Provided material:
+===+
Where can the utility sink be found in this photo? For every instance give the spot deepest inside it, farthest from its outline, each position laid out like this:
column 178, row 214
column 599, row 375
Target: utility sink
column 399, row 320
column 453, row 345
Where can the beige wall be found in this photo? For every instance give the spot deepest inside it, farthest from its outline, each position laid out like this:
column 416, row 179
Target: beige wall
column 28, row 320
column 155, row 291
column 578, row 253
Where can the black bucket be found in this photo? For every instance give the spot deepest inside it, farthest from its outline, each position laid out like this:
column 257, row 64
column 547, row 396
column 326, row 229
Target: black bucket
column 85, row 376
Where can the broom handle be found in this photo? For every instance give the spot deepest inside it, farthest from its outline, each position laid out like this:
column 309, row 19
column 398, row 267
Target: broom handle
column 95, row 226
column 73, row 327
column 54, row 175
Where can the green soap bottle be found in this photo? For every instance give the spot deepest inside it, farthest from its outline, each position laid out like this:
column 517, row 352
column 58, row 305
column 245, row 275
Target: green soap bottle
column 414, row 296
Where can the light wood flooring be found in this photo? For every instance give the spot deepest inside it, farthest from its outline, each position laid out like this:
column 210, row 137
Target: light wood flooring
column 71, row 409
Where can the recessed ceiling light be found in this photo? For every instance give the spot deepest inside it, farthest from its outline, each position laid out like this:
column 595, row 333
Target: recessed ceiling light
+===+
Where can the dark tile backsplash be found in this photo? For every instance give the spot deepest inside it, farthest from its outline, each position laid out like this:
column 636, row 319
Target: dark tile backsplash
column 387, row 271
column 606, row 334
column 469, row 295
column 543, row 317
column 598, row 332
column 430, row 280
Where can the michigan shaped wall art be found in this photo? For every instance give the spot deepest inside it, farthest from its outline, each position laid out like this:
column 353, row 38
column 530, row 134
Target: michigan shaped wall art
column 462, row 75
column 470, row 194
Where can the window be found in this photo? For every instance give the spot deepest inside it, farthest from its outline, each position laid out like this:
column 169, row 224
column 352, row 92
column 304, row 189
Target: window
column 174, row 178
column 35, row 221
+===+
Description of the task:
Return exactly the lines above from the line that has "Where can the utility" through the line that has "Target: recessed ceiling light", inclusive, and nothing else.

Exercise response:
Where can the utility sink be found in this photo? For every instance give the spot deepest inside it, farthest from its outline, each position laid out like this:
column 178, row 214
column 599, row 375
Target: utility sink
column 399, row 320
column 453, row 345
Where can the beige wall be found in this photo? For every instance give the spot deepest inside it, farthest from its outline, each position laid out like this:
column 416, row 179
Target: beige wall
column 28, row 320
column 155, row 291
column 578, row 253
Where can the black bucket be found in this photo? For every instance give the spot deepest inside it, farthest from its outline, each position laid out like this:
column 257, row 64
column 547, row 396
column 326, row 229
Target: black bucket
column 85, row 376
Where can the broom handle be found in this photo? For every instance give the spot deepest inside it, farthest from its outline, each position laid out like this:
column 309, row 19
column 398, row 267
Target: broom handle
column 95, row 226
column 73, row 327
column 54, row 175
Where can the green soap bottle be found in this photo? For every instance give the spot deepest inside it, farthest from its outline, each position laid out like this:
column 517, row 352
column 58, row 305
column 245, row 275
Target: green soap bottle
column 414, row 296
Where can the light wood flooring be found in this photo? For every instance give the spot deepest inside it, farthest from its outline, each position laid out like this:
column 210, row 137
Target: light wood flooring
column 71, row 409
Where can the recessed ceiling light be found in this photo? For every instance give the spot deepest inside it, farthest from its outline, each position laid out like this:
column 595, row 333
Target: recessed ceiling light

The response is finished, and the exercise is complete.